To do
Add 87 to each coordinate in the answer points, and to no other number, in everything from the line containing "In this picture, where can the forehead" down to the line containing "point(109, 76)", both lines included. Write out all of those lines of the material in full with that change and nothing else.

Data extract
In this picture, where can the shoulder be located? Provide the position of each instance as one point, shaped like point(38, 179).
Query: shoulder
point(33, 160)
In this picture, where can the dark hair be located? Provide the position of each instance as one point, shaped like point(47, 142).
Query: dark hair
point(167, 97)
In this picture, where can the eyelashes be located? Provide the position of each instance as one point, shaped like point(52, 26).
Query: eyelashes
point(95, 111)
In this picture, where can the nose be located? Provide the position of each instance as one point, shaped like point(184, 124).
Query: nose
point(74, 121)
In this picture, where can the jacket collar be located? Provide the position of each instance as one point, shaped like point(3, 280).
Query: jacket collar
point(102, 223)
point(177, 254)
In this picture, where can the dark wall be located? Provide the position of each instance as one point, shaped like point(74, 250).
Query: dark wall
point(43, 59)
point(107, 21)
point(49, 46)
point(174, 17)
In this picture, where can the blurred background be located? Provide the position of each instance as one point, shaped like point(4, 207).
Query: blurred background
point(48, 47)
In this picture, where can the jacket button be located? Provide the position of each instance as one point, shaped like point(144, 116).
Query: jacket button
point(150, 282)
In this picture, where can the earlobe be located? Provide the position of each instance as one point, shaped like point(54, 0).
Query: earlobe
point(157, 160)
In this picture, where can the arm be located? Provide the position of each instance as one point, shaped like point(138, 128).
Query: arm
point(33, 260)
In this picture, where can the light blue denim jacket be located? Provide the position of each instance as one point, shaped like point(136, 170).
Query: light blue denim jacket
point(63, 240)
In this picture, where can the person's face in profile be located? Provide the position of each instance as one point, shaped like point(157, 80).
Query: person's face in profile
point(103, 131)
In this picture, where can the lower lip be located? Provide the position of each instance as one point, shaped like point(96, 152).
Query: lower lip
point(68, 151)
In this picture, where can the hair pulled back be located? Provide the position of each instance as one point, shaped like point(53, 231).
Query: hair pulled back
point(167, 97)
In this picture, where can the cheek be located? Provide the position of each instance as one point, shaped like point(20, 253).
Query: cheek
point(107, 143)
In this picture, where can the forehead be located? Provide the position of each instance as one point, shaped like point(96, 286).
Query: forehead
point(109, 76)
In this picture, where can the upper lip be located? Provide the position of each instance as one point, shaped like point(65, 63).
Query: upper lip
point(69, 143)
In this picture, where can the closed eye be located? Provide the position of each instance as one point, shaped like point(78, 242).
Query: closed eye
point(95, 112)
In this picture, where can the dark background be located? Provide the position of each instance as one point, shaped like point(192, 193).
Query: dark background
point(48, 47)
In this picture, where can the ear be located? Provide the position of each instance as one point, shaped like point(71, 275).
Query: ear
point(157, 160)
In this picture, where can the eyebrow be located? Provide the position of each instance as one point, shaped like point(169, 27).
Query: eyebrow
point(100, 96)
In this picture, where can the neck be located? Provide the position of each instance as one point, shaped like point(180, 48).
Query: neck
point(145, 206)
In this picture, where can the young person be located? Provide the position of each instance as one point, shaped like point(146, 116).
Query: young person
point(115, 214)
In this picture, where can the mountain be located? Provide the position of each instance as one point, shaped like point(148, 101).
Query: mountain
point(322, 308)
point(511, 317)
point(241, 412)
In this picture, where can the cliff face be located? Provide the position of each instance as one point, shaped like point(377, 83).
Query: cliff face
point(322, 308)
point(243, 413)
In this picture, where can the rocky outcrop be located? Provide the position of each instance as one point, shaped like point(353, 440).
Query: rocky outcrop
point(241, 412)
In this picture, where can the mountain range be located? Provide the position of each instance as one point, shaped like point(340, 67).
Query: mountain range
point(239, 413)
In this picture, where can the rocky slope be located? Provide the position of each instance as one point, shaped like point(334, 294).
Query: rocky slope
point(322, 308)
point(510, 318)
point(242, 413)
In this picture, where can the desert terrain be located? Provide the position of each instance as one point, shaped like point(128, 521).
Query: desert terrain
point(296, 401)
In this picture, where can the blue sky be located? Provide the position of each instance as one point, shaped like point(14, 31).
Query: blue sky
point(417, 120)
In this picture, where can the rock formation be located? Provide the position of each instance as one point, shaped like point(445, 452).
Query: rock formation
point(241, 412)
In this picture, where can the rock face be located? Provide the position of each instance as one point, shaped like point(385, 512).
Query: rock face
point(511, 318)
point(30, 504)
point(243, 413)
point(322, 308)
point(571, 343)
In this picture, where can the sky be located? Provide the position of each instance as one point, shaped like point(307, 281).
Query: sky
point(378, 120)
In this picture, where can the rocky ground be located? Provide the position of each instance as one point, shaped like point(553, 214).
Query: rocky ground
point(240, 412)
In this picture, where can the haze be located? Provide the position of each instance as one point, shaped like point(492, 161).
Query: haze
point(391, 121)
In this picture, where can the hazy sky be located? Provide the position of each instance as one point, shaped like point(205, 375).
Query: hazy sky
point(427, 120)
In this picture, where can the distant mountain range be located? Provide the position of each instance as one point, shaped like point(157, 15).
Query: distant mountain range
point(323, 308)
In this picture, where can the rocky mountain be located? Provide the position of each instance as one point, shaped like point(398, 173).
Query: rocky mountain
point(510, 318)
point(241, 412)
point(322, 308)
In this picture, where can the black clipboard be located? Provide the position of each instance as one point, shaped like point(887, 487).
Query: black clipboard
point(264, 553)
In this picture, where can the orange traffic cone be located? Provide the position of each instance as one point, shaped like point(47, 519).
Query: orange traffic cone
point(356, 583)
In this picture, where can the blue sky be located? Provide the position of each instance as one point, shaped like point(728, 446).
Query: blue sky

Correct output
In this picture, where can the forehead be located? Provide the position of each instance as one point, shaped like point(96, 286).
Query: forehead
point(196, 163)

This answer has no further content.